Work task:
Put every line of the material below into a numbered list, skipping blank lines and leaving out the pictures.

Source information:
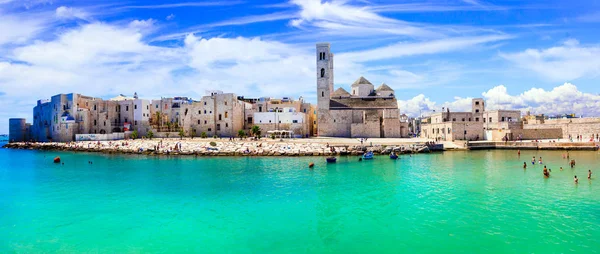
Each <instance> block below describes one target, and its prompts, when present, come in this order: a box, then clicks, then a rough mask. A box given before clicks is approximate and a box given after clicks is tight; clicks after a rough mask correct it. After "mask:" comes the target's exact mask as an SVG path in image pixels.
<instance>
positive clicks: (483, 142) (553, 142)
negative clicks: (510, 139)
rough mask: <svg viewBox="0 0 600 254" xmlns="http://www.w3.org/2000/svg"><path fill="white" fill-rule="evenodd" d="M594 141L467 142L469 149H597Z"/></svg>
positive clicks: (533, 149)
mask: <svg viewBox="0 0 600 254" xmlns="http://www.w3.org/2000/svg"><path fill="white" fill-rule="evenodd" d="M598 145H599V143H595V142H548V141H545V142H529V141H525V142H469V144H468V148H469V149H470V150H482V149H514V150H517V149H520V150H587V151H596V150H598Z"/></svg>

Response to the exercise:
1. Each <instance> block below describes one target, and its prompts, when present, come in this order: a box, then clicks, then a rough mask. A box given before clicks is approximate and a box given after clicks is tight; clicks after a rough mask correct it. After "mask:" comes the target's exact mask as an SVG path in image pixels.
2. <instance>
3. positive clicks: (483, 142) (553, 142)
4. negative clicks: (510, 139)
5. rough mask: <svg viewBox="0 0 600 254" xmlns="http://www.w3.org/2000/svg"><path fill="white" fill-rule="evenodd" d="M594 141L467 142L469 149H597Z"/></svg>
6. positive clicks: (533, 149)
7. mask: <svg viewBox="0 0 600 254" xmlns="http://www.w3.org/2000/svg"><path fill="white" fill-rule="evenodd" d="M598 145H599V143H595V142H548V141H545V142H529V141H525V142H469V144H468V148H469V149H470V150H482V149H514V150H517V149H520V150H587V151H596V150H598Z"/></svg>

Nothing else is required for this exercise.